Armée de mots et de notes

La chanteuse mauritanienne Malouma bouscule les traditions.

Publié le 2 février 2004 Lecture : 2 minutes.

Elle s’appelle Malouma. C’est la fille de Moktar Ould Meïddah, une des mémoires de la musique maure traditionnelle. Depuis l’âge de 6 ans, la jeune bédouine chante. Elle a entraîné ses cordes vocales dans le désert. Quelque part à Charatt, près de Mederdra, dans le Trarza, sur les bords du fleuve Sénégal. Sa famille, les Meïddah sont iggiw, griots depuis des générations. Ainsi, dès son plus jeune âge, Malouma a imité les mouvements de bras et les claquements de langue. Des heures entières de répétitions. Son père la rappelait plusieurs fois par jour, pour lui faire reprendre une strophe ou une mélodie.
Depuis, pour voyager vers d’autres airs, elle s’est affranchie du carcan des louanges au maître qui maintient l’artiste dans la vassalité. Le chikr, texte poétique qui rend hommage au Prophète ou se moque du camp adverse, n’est plus sa préoccupation.
Et les trouvailles de Malouma sont audacieuses. À l’image de sa célèbre chanson « Habibi Habeytou ». Ce chant, fredonné comme une berceuse sous les tentes, est un hymne à l’amour. Sans gants : « Mon ami, je l’aime. Oui, je l’ai aimé. Il m’a marquée. » Les critiques ont fusé. La chanteuse a été traitée de folle, de marginale. Loin d’abdiquer, elle a récidivé avec un chant condamnant le divorce. Une coutume fréquente dans la société maure, où l’homme divorce très souvent de sa première épouse au profit d’une nouvelle, pas forcément plus jeune.
En 1992, Malouma a soutenu l’opposition lors de la présidentielle pour, disait-elle, « demander des comptes au gouvernement, auteur de crimes impunis ». Elle est depuis interdite de radio et de télévision. Seuls les Centres culturels français et marocain font résonner sa voix par-delà les dunes. En 2002, son fan-club a mobilisé près de huit mille personnes dans les rues de Nouakchott pour demander sa réhabilitation.

* Consignes
A: Reproduisez fidèlement le passage de l'article sur Malouma commençant par « Elle s’appelle Malouma. » et se poursuivant jusqu'à « plus sa préoccupation. ».
B: D'après l'article sur Malouma, combien de personnes son fan-club a-t-il mobilisées dans les rues de Nouakchott en 2002 ?
C: Relevez tous les noms de lieux géographiques cités dans l'article sur Malouma.
Les données qui suivent proviennent d'une autre source que l'article.

* Données

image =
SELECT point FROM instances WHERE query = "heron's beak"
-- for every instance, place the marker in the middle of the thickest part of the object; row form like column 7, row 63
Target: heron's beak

* Réponses rédigées
A:
Elle s’appelle Malouma. C’est la fille de Moktar Ould Meïddah, une des mémoires de la musique maure traditionnelle. Depuis l’âge de 6 ans, la jeune bédouine chante. Elle a entraîné ses cordes vocales dans le désert. Quelque part à Charatt, près de Mederdra, dans le Trarza, sur les bords du fleuve Sénégal. Sa famille, les Meïddah sont iggiw, griots depuis des générations. Ainsi, dès son plus jeune âge, Malouma a imité les mouvements de bras et les claquements de langue. Des heures entières de répétitions. Son père la rappelait plusieurs fois par jour, pour lui faire reprendre une strophe ou une mélodie.
Depuis, pour voyager vers d’autres airs, elle s’est affranchie du carcan des louanges au maître qui maintient l’artiste dans la vassalité. Le chikr, texte poétique qui rend hommage au Prophète ou se moque du camp adverse, n’est plus sa préoccupation.

B: Près de huit mille personnes.

C: Charatt, Mederdra, le Trarza, le fleuve Sénégal, Nouakchott